> **RECORD SET**:
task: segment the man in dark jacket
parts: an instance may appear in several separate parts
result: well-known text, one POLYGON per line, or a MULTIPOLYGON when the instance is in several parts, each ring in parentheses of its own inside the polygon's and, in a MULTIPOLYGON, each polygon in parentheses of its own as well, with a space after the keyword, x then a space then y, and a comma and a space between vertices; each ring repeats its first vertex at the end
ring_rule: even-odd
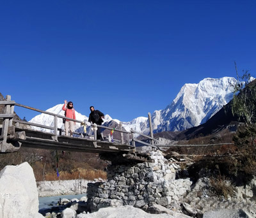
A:
MULTIPOLYGON (((94 110, 94 106, 91 106, 90 107, 90 110, 91 113, 89 115, 89 122, 92 122, 93 124, 96 124, 97 125, 101 125, 103 122, 102 119, 104 118, 104 115, 103 113, 101 113, 98 110, 94 110)), ((97 139, 103 141, 103 138, 100 134, 100 128, 98 127, 97 129, 97 139)))

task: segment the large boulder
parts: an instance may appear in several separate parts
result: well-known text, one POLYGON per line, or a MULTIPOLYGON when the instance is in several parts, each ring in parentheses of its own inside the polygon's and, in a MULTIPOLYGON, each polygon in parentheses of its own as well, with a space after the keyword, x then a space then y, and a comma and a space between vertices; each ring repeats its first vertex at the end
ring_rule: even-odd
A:
POLYGON ((0 217, 41 218, 32 168, 25 162, 0 172, 0 217))

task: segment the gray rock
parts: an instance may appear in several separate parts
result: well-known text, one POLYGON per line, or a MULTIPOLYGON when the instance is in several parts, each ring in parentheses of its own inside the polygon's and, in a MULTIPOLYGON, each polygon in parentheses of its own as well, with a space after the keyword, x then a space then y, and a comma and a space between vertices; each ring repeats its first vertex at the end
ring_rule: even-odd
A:
POLYGON ((219 209, 208 211, 204 214, 203 218, 251 218, 243 210, 219 209))
POLYGON ((77 215, 76 218, 111 218, 111 217, 176 218, 171 215, 166 214, 150 214, 146 213, 145 212, 144 212, 141 209, 134 208, 132 206, 129 206, 129 205, 119 207, 116 208, 101 208, 97 212, 89 214, 80 214, 77 215))
POLYGON ((0 172, 0 214, 4 218, 44 217, 38 213, 38 193, 27 163, 6 166, 0 172))
POLYGON ((66 208, 61 212, 61 218, 76 218, 76 212, 71 208, 66 208))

> **EXERCISE DESCRIPTION**: Copy every entry above word for word, without the pictures.

> **EXERCISE ANSWER**:
task: segment the man in dark jacket
parts: an instance may appear in several separate parts
result: well-known text, one POLYGON per line, or a MULTIPOLYGON when the instance is in several parts, each ring in parentheses of its own inside the polygon's and, in a MULTIPOLYGON, each polygon in parentheses of its own as well, with a space after the keyword, x then a space then y, and a comma and a space between vertices; each ring repeats its first vertex at the end
ring_rule: even-odd
A:
MULTIPOLYGON (((94 110, 94 106, 91 106, 90 107, 90 110, 91 113, 89 115, 89 122, 92 122, 93 124, 96 124, 97 125, 101 125, 103 122, 102 119, 104 118, 104 115, 103 113, 101 113, 98 110, 94 110)), ((97 139, 103 141, 103 138, 100 134, 100 128, 98 127, 97 129, 97 139)))

task: segment the large boulder
parts: an instance may appear in several separate parts
result: well-known text, one POLYGON per line, or a MULTIPOLYGON when the instance is in several parts, each ring in parentheses of its own inside the polygon's and, in a MULTIPOLYGON, each polygon in parentheses of its own as well, with a space after the keyword, x then a space then y, and a comma and a space between vertices; each ring repeats its first vertex at the end
ring_rule: even-odd
A:
POLYGON ((0 217, 41 218, 32 168, 25 162, 0 172, 0 217))

task: segment the gray rock
parts: an instance may appear in several separate parts
result: well-known text, one POLYGON per line, or a MULTIPOLYGON when the instance is in several parts, each ring in parentheses of its own inside the polygon's and, in a MULTIPOLYGON, each polygon in parentheses of its own as well, with a space after the keyword, x then a space then y, and a comma and a space between vertices; each ring repeats its first vertex at the end
ring_rule: even-odd
A:
POLYGON ((219 209, 208 211, 204 214, 203 218, 251 218, 243 210, 219 209))
POLYGON ((77 215, 76 218, 111 218, 111 217, 176 218, 171 215, 166 214, 150 214, 146 213, 145 212, 144 212, 141 209, 134 208, 132 206, 129 206, 129 205, 119 207, 116 208, 101 208, 97 212, 89 214, 80 214, 77 215))
POLYGON ((0 172, 0 214, 4 218, 44 217, 38 213, 38 193, 27 163, 6 166, 0 172))
POLYGON ((66 208, 61 212, 61 218, 76 218, 76 212, 71 208, 66 208))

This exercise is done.